◆ **Source records**
#####

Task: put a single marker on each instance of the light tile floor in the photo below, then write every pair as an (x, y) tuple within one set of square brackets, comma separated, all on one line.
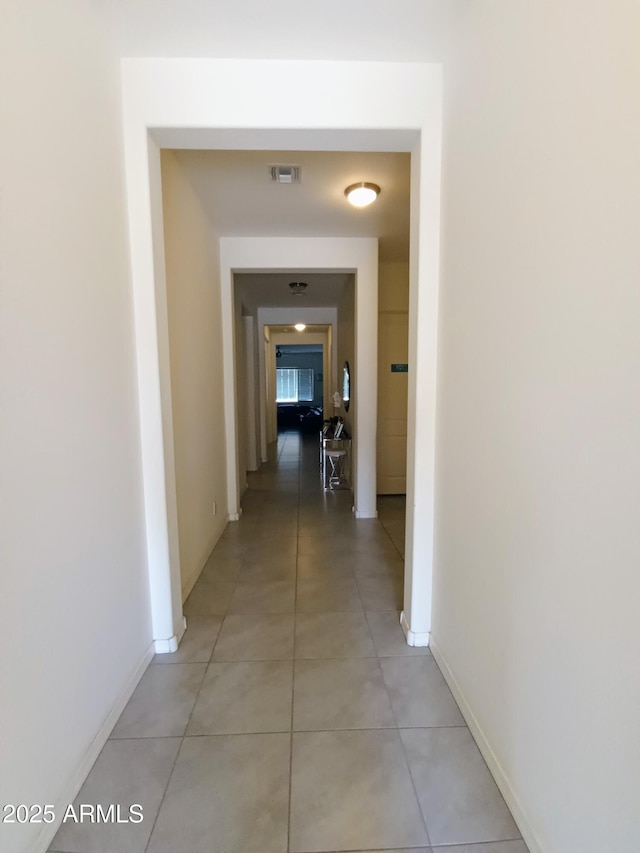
[(294, 717)]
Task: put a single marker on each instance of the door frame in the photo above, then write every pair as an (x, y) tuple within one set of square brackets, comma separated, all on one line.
[(336, 105)]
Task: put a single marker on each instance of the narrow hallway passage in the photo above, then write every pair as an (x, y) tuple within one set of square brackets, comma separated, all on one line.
[(294, 717)]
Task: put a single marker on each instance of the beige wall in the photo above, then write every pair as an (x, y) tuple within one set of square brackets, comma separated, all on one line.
[(393, 344), (74, 598), (537, 596), (193, 301)]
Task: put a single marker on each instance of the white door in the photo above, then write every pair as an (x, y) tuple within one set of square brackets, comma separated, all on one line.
[(393, 337)]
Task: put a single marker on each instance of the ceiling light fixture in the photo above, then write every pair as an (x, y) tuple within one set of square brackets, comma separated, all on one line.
[(362, 193)]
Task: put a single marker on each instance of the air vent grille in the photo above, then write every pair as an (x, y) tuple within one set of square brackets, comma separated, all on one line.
[(285, 174)]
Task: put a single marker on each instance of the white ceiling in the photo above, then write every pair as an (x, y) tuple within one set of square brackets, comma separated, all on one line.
[(377, 30), (240, 199)]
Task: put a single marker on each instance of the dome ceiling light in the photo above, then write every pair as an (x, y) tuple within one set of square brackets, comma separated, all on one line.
[(362, 193)]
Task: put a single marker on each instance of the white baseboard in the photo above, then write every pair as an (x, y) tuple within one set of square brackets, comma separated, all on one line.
[(166, 647), (70, 791), (488, 754), (414, 638)]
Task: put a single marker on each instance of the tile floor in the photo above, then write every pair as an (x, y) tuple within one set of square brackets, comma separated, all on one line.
[(294, 717)]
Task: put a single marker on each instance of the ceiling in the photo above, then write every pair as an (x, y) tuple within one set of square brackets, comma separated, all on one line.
[(239, 197), (271, 290)]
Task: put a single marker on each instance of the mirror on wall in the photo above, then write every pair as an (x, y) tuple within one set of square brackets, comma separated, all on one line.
[(346, 386)]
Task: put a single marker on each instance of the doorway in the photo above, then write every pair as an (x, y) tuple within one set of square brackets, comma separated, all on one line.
[(202, 103)]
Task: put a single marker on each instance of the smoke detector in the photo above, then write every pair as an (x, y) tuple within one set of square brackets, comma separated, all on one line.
[(285, 174), (297, 288)]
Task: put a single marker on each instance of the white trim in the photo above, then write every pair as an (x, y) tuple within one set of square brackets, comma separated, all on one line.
[(170, 645), (414, 638), (495, 768), (70, 791)]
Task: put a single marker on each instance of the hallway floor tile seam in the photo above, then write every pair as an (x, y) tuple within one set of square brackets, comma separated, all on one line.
[(295, 625)]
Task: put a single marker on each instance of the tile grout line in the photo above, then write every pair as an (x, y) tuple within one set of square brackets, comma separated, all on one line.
[(293, 662)]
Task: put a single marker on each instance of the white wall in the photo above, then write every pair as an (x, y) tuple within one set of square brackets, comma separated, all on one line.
[(195, 332), (253, 392), (537, 581), (346, 351), (74, 599)]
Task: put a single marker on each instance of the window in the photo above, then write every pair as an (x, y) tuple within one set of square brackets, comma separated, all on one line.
[(294, 384)]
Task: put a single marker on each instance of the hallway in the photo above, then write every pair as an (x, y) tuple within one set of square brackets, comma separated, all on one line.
[(294, 717)]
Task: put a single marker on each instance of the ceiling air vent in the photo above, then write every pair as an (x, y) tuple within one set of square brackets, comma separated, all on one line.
[(297, 287), (285, 174)]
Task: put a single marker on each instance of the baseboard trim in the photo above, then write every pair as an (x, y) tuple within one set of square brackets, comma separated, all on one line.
[(166, 647), (70, 791), (488, 754), (414, 638)]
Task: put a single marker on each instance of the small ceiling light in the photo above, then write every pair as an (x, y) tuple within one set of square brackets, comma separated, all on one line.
[(362, 194)]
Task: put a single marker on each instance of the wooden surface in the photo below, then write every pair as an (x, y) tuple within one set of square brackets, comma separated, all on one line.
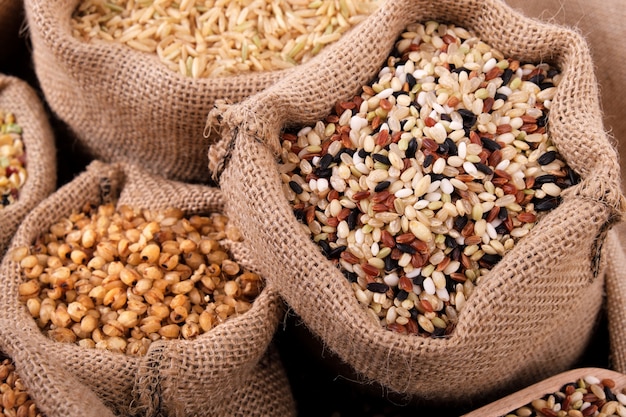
[(516, 400)]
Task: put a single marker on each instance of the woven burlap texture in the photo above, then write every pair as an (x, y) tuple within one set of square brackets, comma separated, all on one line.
[(18, 97), (533, 314), (11, 16), (210, 375), (125, 105), (602, 23), (616, 297)]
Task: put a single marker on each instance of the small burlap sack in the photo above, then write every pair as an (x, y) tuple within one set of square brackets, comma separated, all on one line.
[(18, 97), (124, 105), (226, 369), (533, 314), (11, 18)]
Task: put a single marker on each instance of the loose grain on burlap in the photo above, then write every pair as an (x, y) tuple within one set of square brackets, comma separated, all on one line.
[(176, 378), (18, 97), (124, 105), (533, 314)]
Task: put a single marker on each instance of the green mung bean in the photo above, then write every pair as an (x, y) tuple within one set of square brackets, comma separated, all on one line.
[(438, 163)]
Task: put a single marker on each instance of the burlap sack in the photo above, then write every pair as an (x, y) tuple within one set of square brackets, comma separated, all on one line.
[(534, 313), (123, 105), (602, 24), (221, 371), (11, 18), (18, 97)]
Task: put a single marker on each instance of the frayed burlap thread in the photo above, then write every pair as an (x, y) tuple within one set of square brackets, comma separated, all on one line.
[(532, 316), (125, 105), (18, 97), (176, 378), (11, 16)]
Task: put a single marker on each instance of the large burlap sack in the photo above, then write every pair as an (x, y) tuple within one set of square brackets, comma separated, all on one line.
[(124, 105), (533, 314), (602, 24), (18, 97), (219, 372)]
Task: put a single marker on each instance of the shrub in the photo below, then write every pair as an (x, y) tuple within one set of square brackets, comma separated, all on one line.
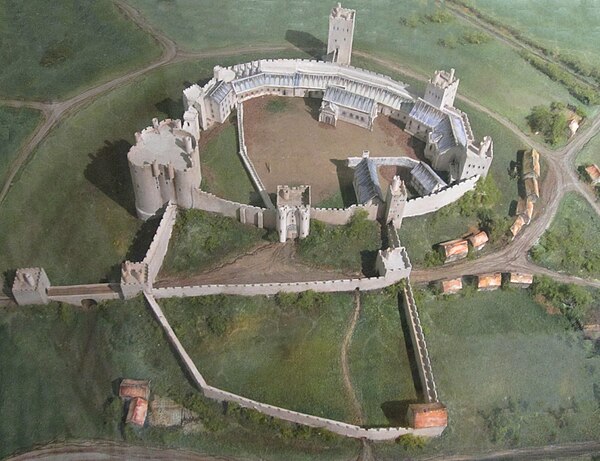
[(411, 442), (475, 37), (572, 300), (448, 42), (550, 121)]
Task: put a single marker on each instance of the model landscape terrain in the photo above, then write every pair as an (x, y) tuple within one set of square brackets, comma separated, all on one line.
[(314, 246)]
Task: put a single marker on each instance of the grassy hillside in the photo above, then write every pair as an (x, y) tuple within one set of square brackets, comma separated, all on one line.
[(510, 374), (201, 240), (590, 152), (398, 30), (15, 126), (80, 221), (563, 26), (282, 352), (51, 53), (572, 242), (60, 368), (380, 366)]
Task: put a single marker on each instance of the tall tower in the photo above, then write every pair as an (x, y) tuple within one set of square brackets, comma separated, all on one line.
[(441, 89), (395, 203), (341, 32)]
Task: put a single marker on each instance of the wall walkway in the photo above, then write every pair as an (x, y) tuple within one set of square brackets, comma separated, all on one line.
[(418, 340), (243, 151), (160, 243), (344, 429), (324, 286)]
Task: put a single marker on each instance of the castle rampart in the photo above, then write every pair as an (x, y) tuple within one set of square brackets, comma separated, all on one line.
[(338, 427)]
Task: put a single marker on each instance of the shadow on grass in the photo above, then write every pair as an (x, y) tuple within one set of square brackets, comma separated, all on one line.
[(345, 176), (171, 108), (396, 411), (138, 248), (520, 183), (367, 262), (414, 366), (108, 170), (306, 42)]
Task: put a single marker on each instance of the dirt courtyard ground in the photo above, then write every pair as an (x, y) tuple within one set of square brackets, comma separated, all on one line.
[(289, 145)]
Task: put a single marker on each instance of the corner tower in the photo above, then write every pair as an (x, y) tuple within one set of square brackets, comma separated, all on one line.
[(341, 32), (395, 203), (441, 89)]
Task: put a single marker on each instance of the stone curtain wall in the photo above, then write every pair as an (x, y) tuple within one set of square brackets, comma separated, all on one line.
[(340, 216), (405, 162), (344, 429), (75, 294), (420, 346), (243, 151), (160, 243), (324, 286), (433, 202)]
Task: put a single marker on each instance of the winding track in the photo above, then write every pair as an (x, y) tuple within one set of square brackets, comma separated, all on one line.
[(354, 403), (561, 178)]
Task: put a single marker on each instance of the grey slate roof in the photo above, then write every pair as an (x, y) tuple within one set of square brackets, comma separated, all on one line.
[(427, 114), (248, 81), (220, 91), (428, 179), (447, 128), (366, 181), (345, 98)]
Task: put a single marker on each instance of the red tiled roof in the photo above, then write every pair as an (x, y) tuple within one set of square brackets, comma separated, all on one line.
[(489, 280), (138, 408), (478, 239), (451, 286), (455, 247), (131, 388), (594, 172), (523, 279)]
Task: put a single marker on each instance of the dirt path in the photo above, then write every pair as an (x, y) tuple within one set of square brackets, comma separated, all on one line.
[(272, 262), (358, 417), (56, 111), (560, 179), (108, 451), (512, 41)]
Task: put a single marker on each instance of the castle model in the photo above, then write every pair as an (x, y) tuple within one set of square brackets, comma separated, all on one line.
[(165, 164)]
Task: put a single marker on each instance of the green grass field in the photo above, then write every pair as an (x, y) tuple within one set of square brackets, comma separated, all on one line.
[(554, 23), (80, 218), (15, 126), (378, 30), (590, 152), (59, 365), (59, 368), (379, 363), (572, 243), (201, 240), (352, 247), (252, 346), (509, 373), (53, 53), (498, 350), (222, 171)]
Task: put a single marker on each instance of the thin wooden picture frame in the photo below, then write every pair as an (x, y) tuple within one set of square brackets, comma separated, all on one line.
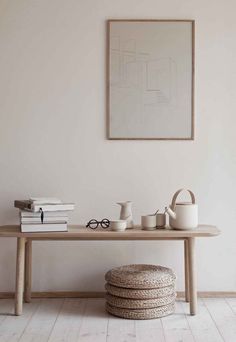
[(108, 72)]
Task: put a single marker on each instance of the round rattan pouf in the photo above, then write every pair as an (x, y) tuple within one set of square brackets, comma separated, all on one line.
[(141, 276), (140, 291), (139, 303), (141, 313)]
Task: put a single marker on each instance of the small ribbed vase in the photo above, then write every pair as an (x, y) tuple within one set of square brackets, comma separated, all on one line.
[(126, 213)]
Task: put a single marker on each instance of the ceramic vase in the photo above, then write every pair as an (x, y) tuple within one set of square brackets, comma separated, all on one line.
[(126, 213)]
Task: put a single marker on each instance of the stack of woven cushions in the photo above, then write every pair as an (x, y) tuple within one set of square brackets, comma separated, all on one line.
[(140, 291)]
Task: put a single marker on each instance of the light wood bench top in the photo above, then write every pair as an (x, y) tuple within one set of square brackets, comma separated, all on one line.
[(77, 232)]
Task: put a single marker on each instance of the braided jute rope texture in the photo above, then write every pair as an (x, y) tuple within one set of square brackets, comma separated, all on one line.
[(140, 293), (141, 313), (139, 303), (141, 276)]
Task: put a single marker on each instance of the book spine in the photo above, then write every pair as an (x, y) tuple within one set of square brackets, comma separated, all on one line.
[(22, 205)]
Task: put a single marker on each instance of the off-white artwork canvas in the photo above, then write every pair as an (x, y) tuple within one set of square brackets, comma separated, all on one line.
[(150, 79)]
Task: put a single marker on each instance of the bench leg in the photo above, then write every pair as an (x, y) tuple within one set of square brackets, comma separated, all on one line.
[(20, 264), (186, 270), (192, 276), (28, 270)]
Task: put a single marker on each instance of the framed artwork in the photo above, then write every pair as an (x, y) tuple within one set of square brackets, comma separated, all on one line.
[(150, 79)]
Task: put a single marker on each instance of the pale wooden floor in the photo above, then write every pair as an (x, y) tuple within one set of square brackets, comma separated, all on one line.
[(85, 320)]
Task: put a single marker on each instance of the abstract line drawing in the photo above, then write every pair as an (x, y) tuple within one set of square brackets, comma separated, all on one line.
[(150, 80)]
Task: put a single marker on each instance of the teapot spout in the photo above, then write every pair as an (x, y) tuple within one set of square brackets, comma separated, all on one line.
[(171, 213)]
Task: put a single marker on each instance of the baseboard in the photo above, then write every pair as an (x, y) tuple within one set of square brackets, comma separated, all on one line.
[(79, 294)]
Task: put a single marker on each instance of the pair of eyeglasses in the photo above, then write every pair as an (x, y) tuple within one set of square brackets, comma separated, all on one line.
[(93, 224)]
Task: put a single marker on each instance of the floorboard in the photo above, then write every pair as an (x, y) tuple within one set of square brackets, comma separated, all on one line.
[(202, 326), (223, 316), (149, 330), (85, 320), (176, 327), (13, 326), (69, 320), (42, 322), (95, 322), (232, 303)]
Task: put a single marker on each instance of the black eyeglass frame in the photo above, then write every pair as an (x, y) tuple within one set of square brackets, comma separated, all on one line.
[(105, 223)]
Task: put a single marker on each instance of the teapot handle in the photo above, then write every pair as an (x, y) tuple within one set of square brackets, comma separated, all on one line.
[(177, 194)]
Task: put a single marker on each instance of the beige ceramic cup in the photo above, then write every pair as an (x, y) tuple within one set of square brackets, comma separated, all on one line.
[(148, 222), (160, 220)]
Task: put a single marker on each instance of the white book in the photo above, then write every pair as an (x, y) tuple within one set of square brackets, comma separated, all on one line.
[(45, 200), (25, 213), (46, 227), (53, 207), (52, 219)]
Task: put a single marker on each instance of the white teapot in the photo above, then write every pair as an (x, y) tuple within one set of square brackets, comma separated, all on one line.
[(183, 215)]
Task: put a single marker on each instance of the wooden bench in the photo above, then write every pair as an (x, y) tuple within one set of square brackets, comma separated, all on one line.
[(24, 252)]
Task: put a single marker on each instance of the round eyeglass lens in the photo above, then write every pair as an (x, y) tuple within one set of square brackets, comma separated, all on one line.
[(93, 224)]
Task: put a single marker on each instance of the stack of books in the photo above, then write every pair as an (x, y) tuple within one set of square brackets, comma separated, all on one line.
[(43, 214)]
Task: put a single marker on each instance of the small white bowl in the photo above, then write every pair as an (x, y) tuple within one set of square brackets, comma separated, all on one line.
[(118, 225)]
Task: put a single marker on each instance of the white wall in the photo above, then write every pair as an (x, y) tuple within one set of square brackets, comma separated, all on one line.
[(52, 138)]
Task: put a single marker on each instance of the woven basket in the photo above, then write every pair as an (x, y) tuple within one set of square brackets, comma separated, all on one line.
[(140, 294), (141, 276), (141, 314), (139, 303)]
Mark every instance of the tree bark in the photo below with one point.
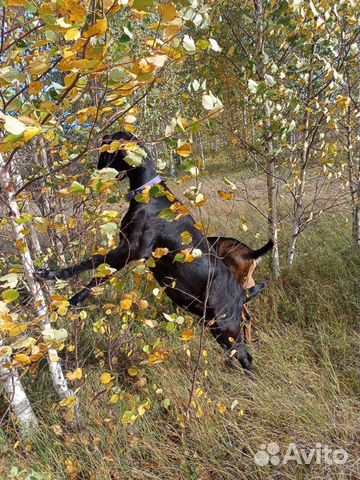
(18, 401)
(271, 179)
(300, 187)
(38, 299)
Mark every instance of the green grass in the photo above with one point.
(306, 388)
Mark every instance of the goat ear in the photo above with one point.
(106, 139)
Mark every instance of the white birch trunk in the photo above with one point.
(272, 182)
(300, 189)
(38, 299)
(18, 401)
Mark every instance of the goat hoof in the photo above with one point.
(45, 274)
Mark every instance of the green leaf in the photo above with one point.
(10, 295)
(142, 4)
(135, 159)
(51, 334)
(77, 188)
(25, 218)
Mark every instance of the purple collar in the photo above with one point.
(150, 183)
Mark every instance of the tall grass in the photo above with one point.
(306, 388)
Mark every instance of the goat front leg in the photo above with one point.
(112, 258)
(117, 258)
(225, 336)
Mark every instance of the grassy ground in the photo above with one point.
(305, 392)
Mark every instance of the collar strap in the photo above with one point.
(150, 183)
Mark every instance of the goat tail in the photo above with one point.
(255, 254)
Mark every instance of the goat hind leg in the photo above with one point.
(113, 258)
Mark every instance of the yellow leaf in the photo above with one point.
(187, 335)
(72, 34)
(15, 3)
(74, 11)
(21, 246)
(114, 398)
(126, 304)
(12, 124)
(160, 252)
(39, 65)
(5, 352)
(99, 28)
(221, 408)
(14, 330)
(57, 429)
(22, 359)
(72, 222)
(184, 151)
(225, 195)
(68, 402)
(186, 238)
(34, 88)
(53, 356)
(31, 132)
(158, 357)
(143, 407)
(142, 304)
(129, 128)
(132, 371)
(105, 378)
(168, 12)
(75, 375)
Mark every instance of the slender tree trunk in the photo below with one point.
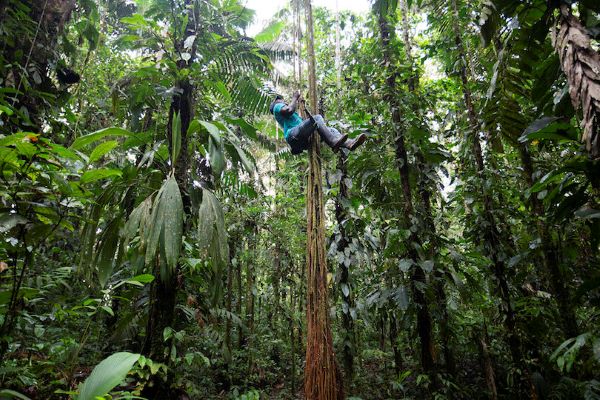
(425, 197)
(418, 279)
(238, 304)
(491, 234)
(321, 375)
(345, 285)
(394, 343)
(581, 64)
(488, 366)
(276, 286)
(228, 299)
(550, 258)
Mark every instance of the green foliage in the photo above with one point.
(106, 375)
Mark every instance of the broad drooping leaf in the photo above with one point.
(166, 229)
(98, 174)
(83, 141)
(176, 138)
(106, 375)
(105, 259)
(102, 149)
(212, 236)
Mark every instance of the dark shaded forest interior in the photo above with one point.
(159, 240)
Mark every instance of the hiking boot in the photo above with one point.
(353, 144)
(332, 136)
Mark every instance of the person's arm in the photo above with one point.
(293, 106)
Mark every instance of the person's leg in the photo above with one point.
(298, 136)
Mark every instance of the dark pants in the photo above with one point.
(298, 138)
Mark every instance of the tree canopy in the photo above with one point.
(158, 240)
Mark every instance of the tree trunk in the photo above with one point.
(581, 64)
(164, 290)
(394, 343)
(346, 289)
(321, 376)
(228, 299)
(491, 234)
(418, 280)
(238, 304)
(550, 257)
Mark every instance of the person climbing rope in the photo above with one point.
(297, 132)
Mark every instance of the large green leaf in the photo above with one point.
(106, 375)
(102, 149)
(212, 236)
(108, 247)
(166, 229)
(270, 33)
(97, 174)
(11, 394)
(83, 141)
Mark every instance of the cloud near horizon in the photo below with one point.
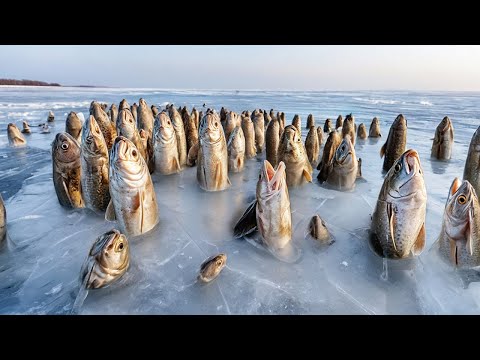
(343, 67)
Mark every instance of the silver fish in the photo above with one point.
(292, 152)
(127, 127)
(133, 200)
(396, 141)
(344, 167)
(443, 140)
(145, 122)
(105, 124)
(471, 171)
(94, 167)
(398, 221)
(73, 126)
(107, 260)
(236, 150)
(212, 267)
(249, 133)
(312, 146)
(166, 150)
(374, 128)
(180, 134)
(270, 213)
(459, 239)
(212, 161)
(3, 221)
(259, 127)
(15, 137)
(67, 171)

#####

◆ **Prompt**
What is the exact wording of the lines from the one bearing "Mark every instance of the large" through the final line of the records above? Write it out without the pictures.

◆ **Answer space**
Mark every instance of the large green leaf in the photo above with one point.
(106, 375)
(102, 149)
(212, 236)
(108, 247)
(166, 229)
(270, 33)
(97, 174)
(11, 394)
(83, 141)
Mark every instance of the cloud near horizon in the photo below with one point.
(343, 67)
Mark every instance of the silver fish in the photo above with one point.
(292, 152)
(127, 127)
(133, 200)
(396, 141)
(344, 167)
(443, 140)
(145, 122)
(105, 124)
(471, 171)
(94, 167)
(398, 221)
(73, 126)
(107, 260)
(236, 150)
(212, 267)
(249, 133)
(312, 146)
(166, 150)
(374, 128)
(180, 134)
(270, 213)
(459, 239)
(212, 161)
(3, 221)
(259, 127)
(15, 137)
(67, 171)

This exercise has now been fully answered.